• **READING TEXT**
Virginia’s Fairfax County Sheriff’s Office now prohibits the use of Tasers at its jail after a mentally ill inmate died after being shocked four times while being prepared for medical transport, WUSA 9 reports.
Natasha McKenna, 37, was shocked several times while she was restrained and stopped breathing, according to WUSA.
According to the report, the Sheriff’s Office released the following statement saying that use of Tasers have been suspended until a review has been completed:
In December of 2013, when Sheriff Stacey Kincaid first took office, she pledged to review all policies and procedures regarding the operations of the Sheriff’s Office. She has kept that promise, and a steady and comprehensive review and implementation of updates has been underway.
When an unusual event occurs, it is standard practice to review specific policy and procedures in reference to that event.

• **RECORDS PROVIDED**
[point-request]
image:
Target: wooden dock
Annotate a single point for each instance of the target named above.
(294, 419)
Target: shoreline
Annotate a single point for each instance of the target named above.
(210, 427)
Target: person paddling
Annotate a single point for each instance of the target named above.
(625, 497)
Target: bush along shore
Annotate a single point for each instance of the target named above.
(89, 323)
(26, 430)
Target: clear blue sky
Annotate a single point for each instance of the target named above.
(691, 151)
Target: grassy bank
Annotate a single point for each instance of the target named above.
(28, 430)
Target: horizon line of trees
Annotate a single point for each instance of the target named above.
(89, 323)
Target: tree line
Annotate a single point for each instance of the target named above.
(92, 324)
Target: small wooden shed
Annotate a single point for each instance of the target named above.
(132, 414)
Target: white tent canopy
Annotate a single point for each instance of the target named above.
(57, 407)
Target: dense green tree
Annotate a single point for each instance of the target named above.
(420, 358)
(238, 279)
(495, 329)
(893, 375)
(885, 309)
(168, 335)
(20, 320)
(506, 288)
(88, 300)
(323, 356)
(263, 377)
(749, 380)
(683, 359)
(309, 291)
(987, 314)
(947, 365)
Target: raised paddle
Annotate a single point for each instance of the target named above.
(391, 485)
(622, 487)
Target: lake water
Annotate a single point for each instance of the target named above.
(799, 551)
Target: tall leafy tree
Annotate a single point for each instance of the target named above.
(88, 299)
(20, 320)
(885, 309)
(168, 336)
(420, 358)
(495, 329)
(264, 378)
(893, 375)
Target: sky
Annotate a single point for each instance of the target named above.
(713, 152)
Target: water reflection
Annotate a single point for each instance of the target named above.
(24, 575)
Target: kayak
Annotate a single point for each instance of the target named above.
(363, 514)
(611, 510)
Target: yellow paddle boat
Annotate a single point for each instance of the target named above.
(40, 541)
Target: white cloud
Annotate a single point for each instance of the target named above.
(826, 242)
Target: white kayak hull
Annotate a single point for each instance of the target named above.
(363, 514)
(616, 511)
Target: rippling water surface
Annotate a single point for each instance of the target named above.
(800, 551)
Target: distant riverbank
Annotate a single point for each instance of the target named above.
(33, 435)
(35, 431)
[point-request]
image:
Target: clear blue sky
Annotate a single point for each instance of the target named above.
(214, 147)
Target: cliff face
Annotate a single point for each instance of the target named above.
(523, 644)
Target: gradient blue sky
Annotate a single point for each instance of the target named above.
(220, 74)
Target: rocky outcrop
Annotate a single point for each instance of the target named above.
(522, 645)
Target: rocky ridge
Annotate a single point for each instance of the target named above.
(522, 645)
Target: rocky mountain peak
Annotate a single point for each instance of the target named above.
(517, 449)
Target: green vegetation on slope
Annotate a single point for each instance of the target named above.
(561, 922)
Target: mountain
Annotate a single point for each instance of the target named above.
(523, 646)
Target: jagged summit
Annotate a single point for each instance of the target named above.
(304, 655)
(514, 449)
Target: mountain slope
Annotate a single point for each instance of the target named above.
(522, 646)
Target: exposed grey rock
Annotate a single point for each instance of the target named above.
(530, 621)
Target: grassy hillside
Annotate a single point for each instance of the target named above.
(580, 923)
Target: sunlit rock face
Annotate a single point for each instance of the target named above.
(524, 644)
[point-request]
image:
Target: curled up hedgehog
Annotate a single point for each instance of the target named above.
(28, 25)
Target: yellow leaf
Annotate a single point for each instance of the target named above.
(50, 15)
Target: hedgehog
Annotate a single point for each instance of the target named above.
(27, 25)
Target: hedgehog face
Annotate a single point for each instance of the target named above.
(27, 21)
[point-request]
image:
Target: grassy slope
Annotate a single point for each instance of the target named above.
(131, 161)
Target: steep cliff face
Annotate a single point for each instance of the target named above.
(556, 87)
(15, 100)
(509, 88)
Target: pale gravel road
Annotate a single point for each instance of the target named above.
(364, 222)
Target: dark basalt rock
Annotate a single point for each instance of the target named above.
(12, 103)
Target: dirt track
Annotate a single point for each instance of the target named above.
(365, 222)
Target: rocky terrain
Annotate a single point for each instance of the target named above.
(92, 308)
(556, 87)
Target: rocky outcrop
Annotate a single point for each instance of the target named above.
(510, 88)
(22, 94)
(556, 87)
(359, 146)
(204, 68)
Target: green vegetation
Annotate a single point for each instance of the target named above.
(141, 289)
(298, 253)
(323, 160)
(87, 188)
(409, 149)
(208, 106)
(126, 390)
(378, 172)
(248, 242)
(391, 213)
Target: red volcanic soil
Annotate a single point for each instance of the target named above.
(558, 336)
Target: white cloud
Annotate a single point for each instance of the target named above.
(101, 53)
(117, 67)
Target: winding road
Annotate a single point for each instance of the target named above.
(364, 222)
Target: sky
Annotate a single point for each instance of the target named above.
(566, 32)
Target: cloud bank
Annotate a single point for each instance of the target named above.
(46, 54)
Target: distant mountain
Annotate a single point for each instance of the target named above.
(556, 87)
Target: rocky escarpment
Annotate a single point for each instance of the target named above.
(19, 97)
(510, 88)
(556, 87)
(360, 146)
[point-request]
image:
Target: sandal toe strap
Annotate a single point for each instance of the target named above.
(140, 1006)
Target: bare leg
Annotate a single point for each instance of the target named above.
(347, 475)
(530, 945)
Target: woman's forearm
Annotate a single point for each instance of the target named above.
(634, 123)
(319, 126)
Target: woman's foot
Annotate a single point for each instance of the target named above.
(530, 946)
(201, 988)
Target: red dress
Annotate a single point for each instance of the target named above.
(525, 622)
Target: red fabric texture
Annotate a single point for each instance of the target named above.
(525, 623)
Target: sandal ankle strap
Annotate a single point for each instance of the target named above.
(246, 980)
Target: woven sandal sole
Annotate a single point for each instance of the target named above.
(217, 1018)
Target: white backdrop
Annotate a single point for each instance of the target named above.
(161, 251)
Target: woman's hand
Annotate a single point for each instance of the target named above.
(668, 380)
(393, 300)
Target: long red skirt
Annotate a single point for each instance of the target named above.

• **TASK LIST**
a: How old was Natasha McKenna, according to the report on the Fairfax County jail?
b: Using the report on the Fairfax County jail, explain why the Sheriff's Office is reviewing its Taser policy.
Answer using only the report.

• **ANSWERS BY ITEM**
a: She was 37.

b: A mentally ill inmate died after being shocked four times while being prepared for medical transport. The statement says that when an unusual event occurs, it is standard practice to review the specific policy and procedures for that event, so Taser use has been suspended until the review is completed.